Filter the material below and copy each line that contains the word "small".

INPUT start

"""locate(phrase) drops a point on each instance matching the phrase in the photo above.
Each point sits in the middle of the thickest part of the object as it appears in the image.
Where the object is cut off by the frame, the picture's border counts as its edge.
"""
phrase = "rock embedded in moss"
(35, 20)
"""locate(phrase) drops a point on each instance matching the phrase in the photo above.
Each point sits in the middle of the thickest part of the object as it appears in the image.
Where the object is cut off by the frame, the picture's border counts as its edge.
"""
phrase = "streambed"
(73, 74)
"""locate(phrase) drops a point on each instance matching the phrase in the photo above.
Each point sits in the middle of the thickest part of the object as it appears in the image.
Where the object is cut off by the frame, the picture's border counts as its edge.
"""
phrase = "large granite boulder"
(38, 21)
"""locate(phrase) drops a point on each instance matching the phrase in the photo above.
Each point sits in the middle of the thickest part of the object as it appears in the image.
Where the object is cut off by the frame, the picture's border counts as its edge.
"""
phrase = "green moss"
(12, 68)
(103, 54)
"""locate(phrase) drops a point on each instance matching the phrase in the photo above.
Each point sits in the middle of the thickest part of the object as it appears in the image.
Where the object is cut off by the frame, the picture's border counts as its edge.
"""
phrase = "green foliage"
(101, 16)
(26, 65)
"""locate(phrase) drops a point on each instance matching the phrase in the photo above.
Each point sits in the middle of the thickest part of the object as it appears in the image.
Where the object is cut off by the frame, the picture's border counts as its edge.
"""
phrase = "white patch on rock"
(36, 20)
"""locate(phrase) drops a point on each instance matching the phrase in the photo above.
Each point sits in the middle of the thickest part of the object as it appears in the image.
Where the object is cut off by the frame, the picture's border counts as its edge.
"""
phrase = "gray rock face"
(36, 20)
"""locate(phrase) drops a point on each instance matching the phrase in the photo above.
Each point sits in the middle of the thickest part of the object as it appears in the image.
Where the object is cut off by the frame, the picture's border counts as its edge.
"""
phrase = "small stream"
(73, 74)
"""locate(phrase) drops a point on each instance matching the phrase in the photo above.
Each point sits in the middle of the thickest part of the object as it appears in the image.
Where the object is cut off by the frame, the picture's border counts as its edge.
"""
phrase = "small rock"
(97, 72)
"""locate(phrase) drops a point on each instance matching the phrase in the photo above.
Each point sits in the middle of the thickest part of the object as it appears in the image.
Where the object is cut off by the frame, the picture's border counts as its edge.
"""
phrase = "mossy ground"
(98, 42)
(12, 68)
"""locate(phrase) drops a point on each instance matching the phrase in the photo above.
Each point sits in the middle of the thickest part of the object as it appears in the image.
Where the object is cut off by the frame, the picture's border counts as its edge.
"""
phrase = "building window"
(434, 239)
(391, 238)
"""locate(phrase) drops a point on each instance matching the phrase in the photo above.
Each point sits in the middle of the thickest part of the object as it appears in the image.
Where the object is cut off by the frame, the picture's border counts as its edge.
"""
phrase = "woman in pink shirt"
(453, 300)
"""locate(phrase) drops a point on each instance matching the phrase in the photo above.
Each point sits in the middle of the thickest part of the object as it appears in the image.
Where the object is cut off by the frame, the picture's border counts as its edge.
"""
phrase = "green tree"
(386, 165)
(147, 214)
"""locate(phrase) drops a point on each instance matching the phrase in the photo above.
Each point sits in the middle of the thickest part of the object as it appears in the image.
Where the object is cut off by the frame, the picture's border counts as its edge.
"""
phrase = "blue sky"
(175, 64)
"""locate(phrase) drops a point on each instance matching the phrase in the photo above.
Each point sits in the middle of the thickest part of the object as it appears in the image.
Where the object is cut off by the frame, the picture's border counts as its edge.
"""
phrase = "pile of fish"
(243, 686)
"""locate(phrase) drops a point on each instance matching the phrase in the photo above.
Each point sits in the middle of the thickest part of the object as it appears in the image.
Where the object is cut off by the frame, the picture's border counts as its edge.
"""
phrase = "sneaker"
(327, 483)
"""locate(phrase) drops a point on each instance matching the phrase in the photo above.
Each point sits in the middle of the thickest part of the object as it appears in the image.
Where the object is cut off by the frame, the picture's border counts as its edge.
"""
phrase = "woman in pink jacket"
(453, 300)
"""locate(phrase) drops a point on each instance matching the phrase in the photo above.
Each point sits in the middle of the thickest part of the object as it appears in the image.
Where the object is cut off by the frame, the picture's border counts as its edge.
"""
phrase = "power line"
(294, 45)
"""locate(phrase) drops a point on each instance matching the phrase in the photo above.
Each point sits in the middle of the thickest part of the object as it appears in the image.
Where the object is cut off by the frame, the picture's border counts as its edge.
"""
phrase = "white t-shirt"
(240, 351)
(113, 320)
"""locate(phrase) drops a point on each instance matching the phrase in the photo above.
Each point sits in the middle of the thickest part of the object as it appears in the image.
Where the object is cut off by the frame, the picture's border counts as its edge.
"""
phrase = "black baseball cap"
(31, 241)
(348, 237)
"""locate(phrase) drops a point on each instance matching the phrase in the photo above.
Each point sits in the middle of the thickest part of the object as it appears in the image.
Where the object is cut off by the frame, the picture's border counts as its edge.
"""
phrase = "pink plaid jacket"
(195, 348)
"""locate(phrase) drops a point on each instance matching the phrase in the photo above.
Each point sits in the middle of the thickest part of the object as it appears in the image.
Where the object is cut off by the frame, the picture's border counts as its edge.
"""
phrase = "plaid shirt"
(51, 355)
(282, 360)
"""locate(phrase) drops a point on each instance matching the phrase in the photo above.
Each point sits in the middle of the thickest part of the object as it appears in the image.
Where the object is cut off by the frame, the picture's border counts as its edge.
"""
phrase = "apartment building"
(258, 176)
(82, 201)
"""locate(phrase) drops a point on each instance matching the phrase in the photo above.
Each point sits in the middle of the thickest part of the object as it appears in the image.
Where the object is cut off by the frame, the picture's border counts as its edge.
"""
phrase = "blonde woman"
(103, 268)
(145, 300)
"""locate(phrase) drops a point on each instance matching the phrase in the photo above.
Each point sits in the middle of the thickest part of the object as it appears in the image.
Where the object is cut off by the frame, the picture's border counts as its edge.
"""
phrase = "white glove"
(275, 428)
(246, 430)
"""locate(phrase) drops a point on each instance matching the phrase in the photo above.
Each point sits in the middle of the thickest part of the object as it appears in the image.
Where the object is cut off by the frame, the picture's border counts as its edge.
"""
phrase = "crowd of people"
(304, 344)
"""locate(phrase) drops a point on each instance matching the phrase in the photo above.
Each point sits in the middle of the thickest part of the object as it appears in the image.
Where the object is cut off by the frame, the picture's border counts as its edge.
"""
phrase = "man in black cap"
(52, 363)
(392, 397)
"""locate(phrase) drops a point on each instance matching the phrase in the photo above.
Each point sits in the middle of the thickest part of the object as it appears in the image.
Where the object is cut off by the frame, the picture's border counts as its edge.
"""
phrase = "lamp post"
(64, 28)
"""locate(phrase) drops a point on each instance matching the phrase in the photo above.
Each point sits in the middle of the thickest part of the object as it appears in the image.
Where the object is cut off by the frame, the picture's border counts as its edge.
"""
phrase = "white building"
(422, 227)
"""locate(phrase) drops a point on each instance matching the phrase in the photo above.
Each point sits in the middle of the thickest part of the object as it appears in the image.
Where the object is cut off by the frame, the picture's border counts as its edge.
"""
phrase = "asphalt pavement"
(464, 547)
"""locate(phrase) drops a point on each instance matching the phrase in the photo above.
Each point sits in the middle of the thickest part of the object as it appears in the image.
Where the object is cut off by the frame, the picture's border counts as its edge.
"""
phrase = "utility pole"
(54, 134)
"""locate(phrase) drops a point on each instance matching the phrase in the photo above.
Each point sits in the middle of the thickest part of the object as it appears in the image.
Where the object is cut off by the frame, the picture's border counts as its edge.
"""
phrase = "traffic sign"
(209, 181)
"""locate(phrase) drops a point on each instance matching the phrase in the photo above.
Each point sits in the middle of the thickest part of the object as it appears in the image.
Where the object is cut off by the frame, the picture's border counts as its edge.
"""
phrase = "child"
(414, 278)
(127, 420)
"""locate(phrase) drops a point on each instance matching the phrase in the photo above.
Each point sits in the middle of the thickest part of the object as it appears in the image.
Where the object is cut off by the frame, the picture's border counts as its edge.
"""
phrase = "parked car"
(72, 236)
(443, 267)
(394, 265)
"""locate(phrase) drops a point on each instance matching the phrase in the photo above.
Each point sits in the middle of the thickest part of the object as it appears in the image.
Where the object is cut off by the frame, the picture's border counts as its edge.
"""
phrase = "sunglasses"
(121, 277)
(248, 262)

INPUT end

# THE RESPONSE
phrase = "small stream"
phrase = "small rock"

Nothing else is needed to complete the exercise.